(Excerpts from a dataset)
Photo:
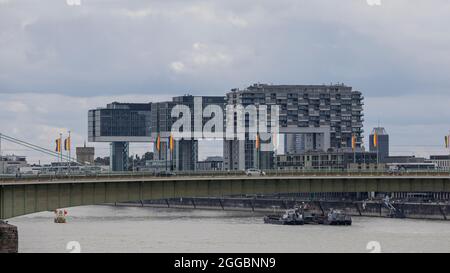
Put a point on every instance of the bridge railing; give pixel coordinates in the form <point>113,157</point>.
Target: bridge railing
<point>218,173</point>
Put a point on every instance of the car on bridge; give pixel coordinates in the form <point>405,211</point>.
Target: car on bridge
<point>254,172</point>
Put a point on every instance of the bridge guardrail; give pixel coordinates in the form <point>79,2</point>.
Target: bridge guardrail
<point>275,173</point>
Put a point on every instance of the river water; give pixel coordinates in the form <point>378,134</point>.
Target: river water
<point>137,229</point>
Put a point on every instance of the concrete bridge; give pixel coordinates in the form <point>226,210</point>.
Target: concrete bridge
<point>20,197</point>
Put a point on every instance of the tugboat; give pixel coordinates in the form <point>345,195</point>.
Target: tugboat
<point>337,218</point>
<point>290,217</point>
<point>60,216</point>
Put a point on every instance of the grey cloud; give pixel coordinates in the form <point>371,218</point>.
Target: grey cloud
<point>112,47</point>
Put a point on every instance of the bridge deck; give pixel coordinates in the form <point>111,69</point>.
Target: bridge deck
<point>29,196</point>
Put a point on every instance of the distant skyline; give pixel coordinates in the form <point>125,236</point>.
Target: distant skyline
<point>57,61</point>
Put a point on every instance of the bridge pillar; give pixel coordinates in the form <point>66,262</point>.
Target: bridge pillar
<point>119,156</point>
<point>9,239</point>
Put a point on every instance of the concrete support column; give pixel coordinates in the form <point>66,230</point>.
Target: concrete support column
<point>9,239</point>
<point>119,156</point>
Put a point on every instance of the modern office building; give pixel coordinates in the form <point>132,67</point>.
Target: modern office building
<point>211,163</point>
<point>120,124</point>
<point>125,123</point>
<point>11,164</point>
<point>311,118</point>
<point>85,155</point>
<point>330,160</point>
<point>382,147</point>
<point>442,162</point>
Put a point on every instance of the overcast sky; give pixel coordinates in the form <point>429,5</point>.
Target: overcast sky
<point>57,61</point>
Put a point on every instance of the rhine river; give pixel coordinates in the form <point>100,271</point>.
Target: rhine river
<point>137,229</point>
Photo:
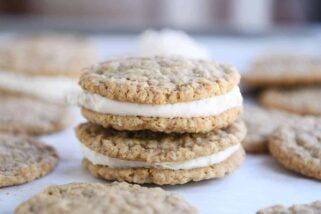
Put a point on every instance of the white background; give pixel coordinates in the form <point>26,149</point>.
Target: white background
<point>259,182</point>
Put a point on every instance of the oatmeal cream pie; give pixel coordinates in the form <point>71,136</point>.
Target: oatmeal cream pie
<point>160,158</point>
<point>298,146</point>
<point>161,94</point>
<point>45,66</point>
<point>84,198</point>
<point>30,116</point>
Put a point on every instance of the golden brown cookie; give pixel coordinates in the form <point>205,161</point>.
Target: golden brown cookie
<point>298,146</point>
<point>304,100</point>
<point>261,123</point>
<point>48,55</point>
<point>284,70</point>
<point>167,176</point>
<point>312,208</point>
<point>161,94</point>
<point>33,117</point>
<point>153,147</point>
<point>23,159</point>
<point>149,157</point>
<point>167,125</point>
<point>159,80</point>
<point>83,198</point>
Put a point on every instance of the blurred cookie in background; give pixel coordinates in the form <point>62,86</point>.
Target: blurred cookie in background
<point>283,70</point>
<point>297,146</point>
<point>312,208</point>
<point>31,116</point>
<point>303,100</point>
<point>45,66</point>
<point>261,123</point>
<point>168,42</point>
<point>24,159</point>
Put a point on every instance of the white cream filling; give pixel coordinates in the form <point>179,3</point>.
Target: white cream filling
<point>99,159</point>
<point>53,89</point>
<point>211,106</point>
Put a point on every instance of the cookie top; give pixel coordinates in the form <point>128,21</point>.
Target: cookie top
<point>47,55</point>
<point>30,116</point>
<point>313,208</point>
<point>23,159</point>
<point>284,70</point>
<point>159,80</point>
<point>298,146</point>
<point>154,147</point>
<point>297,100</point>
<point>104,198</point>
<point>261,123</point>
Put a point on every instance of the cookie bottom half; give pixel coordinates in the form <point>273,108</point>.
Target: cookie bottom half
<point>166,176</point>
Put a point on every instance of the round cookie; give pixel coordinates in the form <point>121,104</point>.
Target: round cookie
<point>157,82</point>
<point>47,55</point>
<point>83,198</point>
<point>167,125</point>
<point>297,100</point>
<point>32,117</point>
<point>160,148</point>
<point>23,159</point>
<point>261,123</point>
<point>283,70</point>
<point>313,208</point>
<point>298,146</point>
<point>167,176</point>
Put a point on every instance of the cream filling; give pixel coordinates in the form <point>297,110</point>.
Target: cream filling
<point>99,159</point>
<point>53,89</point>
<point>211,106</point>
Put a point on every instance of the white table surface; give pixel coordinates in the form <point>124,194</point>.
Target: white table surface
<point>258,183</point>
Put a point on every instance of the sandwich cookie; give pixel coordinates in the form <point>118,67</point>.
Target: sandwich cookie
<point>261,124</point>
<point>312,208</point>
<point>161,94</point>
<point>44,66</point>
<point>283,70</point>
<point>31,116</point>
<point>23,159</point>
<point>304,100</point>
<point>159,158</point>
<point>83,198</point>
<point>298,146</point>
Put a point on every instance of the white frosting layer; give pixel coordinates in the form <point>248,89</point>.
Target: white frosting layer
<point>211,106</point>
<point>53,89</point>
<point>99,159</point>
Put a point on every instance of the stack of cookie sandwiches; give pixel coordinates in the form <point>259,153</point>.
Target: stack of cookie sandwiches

## Directions
Please let your answer be exactly the lines from the one holding "Target: white table surface" through the last line of the entries above, both ends included.

## Output of the exercise
Target: white table surface
<point>258,183</point>
Put a point on every instance of the sandwich cookie; give pixel coordinates in the form <point>118,67</point>.
Target: sandwich cookie
<point>261,124</point>
<point>312,208</point>
<point>161,94</point>
<point>44,66</point>
<point>283,70</point>
<point>31,116</point>
<point>23,159</point>
<point>304,100</point>
<point>159,158</point>
<point>83,198</point>
<point>298,146</point>
Put a point on every instance of the white frosting layer; give pixel coordinates in the form <point>248,89</point>.
Target: white frosting layer
<point>211,106</point>
<point>53,89</point>
<point>99,159</point>
Put a point on every instance of the stack of cookie sandwiches; give pixel coordinates in the form <point>259,153</point>.
Target: stack of cookie sandwiches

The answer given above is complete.